Rows from a pointing dataset
►

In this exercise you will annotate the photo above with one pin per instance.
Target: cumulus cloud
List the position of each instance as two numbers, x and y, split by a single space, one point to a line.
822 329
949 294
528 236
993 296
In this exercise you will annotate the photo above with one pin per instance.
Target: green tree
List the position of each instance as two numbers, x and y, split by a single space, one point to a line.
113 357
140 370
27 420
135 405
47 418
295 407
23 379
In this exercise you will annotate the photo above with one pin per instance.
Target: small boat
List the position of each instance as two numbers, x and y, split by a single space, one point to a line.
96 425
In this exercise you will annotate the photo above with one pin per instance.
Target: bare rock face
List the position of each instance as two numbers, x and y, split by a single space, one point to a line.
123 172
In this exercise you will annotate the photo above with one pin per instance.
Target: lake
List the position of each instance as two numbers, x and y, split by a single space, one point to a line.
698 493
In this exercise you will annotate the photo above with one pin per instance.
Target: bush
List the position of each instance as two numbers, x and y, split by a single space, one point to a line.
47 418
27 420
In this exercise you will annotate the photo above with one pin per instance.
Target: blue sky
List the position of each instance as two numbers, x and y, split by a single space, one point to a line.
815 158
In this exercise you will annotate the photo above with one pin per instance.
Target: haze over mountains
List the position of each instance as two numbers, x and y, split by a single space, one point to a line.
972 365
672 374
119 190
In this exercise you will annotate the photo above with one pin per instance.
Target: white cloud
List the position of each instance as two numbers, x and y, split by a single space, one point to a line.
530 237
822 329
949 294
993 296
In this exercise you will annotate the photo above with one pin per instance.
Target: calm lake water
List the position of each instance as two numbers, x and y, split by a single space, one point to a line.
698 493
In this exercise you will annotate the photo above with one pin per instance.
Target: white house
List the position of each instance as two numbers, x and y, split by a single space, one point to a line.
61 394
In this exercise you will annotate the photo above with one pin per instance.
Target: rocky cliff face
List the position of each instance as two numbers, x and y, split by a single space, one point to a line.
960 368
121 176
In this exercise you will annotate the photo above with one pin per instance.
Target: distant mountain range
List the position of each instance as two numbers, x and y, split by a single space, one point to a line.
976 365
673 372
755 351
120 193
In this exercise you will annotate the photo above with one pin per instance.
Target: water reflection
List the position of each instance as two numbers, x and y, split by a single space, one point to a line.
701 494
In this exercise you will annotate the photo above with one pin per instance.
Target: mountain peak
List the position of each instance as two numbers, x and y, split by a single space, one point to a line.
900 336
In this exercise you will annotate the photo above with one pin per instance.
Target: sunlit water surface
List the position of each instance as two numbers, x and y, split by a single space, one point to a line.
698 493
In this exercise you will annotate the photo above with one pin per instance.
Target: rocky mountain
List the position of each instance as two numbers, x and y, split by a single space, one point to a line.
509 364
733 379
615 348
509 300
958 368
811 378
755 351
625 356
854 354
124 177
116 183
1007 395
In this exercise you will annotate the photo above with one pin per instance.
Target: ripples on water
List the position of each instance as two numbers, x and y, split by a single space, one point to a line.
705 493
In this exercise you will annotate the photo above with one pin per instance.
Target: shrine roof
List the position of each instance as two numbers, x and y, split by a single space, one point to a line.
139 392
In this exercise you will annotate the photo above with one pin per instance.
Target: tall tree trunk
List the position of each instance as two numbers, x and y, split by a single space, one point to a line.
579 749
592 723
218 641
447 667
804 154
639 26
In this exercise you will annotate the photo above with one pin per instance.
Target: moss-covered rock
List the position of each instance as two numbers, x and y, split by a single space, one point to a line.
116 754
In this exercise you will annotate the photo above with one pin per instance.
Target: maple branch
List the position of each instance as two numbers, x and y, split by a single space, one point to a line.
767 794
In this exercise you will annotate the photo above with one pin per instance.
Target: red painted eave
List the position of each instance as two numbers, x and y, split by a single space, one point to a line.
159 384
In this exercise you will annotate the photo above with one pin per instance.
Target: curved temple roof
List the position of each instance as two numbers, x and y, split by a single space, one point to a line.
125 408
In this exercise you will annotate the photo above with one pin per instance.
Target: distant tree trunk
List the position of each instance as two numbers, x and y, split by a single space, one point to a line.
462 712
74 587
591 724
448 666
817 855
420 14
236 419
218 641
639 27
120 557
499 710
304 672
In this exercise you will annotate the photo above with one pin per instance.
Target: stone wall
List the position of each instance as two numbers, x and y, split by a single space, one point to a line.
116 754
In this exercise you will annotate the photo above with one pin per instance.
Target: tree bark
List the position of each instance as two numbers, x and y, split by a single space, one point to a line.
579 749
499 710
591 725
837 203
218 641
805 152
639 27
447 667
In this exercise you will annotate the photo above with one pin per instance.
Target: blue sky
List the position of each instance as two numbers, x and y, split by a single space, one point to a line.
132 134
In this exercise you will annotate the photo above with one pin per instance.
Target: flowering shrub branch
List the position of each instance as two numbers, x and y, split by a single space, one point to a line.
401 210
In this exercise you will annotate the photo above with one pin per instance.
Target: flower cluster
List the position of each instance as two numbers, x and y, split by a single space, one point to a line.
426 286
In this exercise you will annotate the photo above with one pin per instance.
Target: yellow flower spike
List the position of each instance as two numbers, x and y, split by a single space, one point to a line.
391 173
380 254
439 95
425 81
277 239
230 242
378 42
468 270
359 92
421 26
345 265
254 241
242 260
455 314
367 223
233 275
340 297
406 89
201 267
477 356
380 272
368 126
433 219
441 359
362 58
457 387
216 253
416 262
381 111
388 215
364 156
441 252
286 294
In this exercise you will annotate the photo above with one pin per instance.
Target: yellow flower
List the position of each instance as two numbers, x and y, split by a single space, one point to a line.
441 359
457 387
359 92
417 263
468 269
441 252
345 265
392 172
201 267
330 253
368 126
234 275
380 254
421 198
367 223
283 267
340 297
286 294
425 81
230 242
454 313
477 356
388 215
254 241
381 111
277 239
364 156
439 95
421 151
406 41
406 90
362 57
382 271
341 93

◄

> [THE TASK] Produce an exact copy of all the records.

> [ANSWER TO THE EXERCISE]
In this exercise you will annotate the photo above with one pin per instance.
Target: cumulus cloud
List the position of each instance as two numbers, x and y, split by a single space, one point to a line.
822 329
949 294
528 236
993 296
In this exercise you will annotate the photo above with one pin per instance.
Target: green tree
List the position of each instance as two numbers, x and y, split by a single space, one point to a line.
113 357
140 370
27 420
135 405
47 418
295 407
23 379
In this exercise you will annotate the photo above with one pin per instance.
Target: small boat
List the position of each instance as two numbers, x and y, split by a single space, one point to a line.
96 425
In this exercise you will annotate the photo above with one pin per instance.
Target: bare rock face
List the position of each instance as two numbers, x and y, split by a single space, one point to a line.
123 172
In this exercise you will annotate the photo above with one pin per instance.
Target: lake
List the position of each instance as two numbers, x and y, split by a single space, one point to a line.
698 493
In this exercise you will annotate the photo above with one pin per instance.
Target: bush
List the position of each instance as two numbers, x and y, split by a single space, one point to a line.
47 418
27 420
In this exercise you will annotate the photo above with one pin per instance.
Target: blue sky
List the position of each instance as two numbers, x and y, split by a single space, one point to a line.
815 158
In this exercise you will annotate the photo above with one pin per instance.
Target: haze over mountains
List the position of each instance as two numbers, x and y, split by a single space, one point to a line.
972 365
672 374
119 190
In this exercise you will annotate the photo above with one pin per instance.
Target: white cloud
List the position of each instance as two numbers, x and y, split by a single space, one point to a line.
530 237
822 329
949 294
993 296
In this exercise you will annotate the photo above with one pin per instance.
Target: calm lake water
List the position of each instance as two numbers, x and y, split by a single space, one point to a line.
698 493
In this exercise you will annotate the photo above with one pin per instance.
Target: white house
List the position of each instance as two numbers, x and y, split by a single space, one point to a line.
61 394
In this exercise you will annotate the photo above with one pin per instance.
Target: rocky cliff face
List the position of each instance as two numbers, x and y, split by a single space, one point to a line.
960 368
121 176
In this exercise you will annotate the photo above with one pin per instance.
Target: distant mountain range
List the position of each instance as two numbers, x and y, split by a single space, one point to a line.
976 365
673 372
755 351
120 193
In this exercise you will annotate the photo above with one pin per instance.
Target: water reflection
List the position of each instance as two numbers, x and y, split by a single space, one point to a line.
701 494
In this exercise you will annotate the photo above with one pin per instance.
Target: mountain peak
List the position of each instance as two numbers, x and y, split by a single space, one point to a line.
900 336
In this exercise you will annotate the photo above with one pin per instance.
Target: sunlit water surface
List the position of each instance as two numbers, x and y, split by a single space, one point to a line.
698 493
In this exercise you will annotate the photo above with one pin per instance.
Target: rocky mountain
List the position of each instance as two numbers, x and y, split by a single space, one point to a line.
509 364
733 379
615 348
509 300
958 368
811 378
755 351
625 356
854 354
124 177
116 183
1007 395
In this exercise you will annotate the photo above with one pin per instance.
Target: ripples on water
List the position of each instance as two numbers, x and y, split by a single space, one point to a line.
705 493
In this exercise you will annotate the photo above with one pin per instance.
Target: shrine roof
List the position of each instance as two numbers, x and y, split by a single space, one point to a line.
139 392
In this exercise you will annotate the photo above with one pin per instance.
Target: tall tree trunk
List the position of each instance as two numbers, x and y, split by a single space, one point to a line.
579 749
592 723
218 641
447 667
804 154
639 26
In this exercise you will annotate the photo above with one pin per instance.
Target: moss-covered rock
List the position of each instance as two numbers, x and y, split by a single space, one point to a line.
116 754
In this exercise you will annotate the photo above with one pin per instance.
Target: maple branch
List the position of each instance as two numbers, x and y, split by a single space, one point to a line.
767 794
In this exercise you will annotate the photo above with one pin per instance.
Target: red painted eave
List the position of each instance as two numbers, x and y, split by a single space, one point to a line.
159 384
In this exercise you will annotate the photo above with one pin per instance.
Target: curved temple roof
List the position of each instance as two numbers, x and y, split by a single space, one point to a line.
125 408
In this exercise you will annotate the photo above with one pin per instance.
Target: distant tree trunk
List the position of each instance as two numbers, x and y, split by a single space, one point to a line.
462 712
74 587
591 724
448 666
817 855
420 14
236 419
218 641
639 27
120 557
499 710
304 672
In this exercise you will annotate the photo above with one pin per instance.
Target: stone wall
List the position of each instance as two numbers, x and y, split by a single space, one point to a line.
116 754
In this exercise you will annotate the photo above with one pin per instance.
Target: tree bark
List the position of each instance as two numbers, x and y, split by a single space, one point to a line.
579 749
499 710
591 725
837 203
218 641
805 152
639 27
447 667
In this exercise you will annotate the photo above with one pin per instance.
Target: blue sky
List the position of each instance as two numbers, x and y, split by a single space, one point to a line.
132 134
In this exercise you will annotate the photo above with one pin per instance.
Target: flowering shrub branch
List the position of each instance as two numbers, x and y, split by a single space, one point to a line.
401 210
In this exercise you will annotate the photo above with one pin per instance.
Target: flower cluster
List the position of each instance as two numbers, x and y, split by a single space, one point to a line.
426 286
In this exercise you will annotate the photo above with one pin per instance.
Target: yellow flower spike
List the position of each instance as two numbers, x and y, split by a single space, one point to a line.
391 173
380 254
439 95
425 81
277 239
230 242
378 42
468 270
359 92
421 26
345 265
254 241
242 260
455 314
367 223
233 275
340 297
406 89
201 267
477 356
380 272
368 126
433 219
441 359
362 58
457 387
216 253
416 262
381 111
388 215
364 156
441 252
286 294
In this exercise you will annotate the photo above with one pin per instance.
Target: yellow flower
List the position of each instance as two numbers, x and y, split by a single space, one point to a line.
441 359
457 387
359 92
417 263
468 269
441 252
345 265
392 172
201 267
330 253
368 126
234 275
380 254
421 198
367 223
283 267
340 297
286 294
425 81
230 242
454 313
477 356
388 215
254 241
381 111
277 239
364 156
439 95
421 151
406 41
406 90
362 57
382 271
341 93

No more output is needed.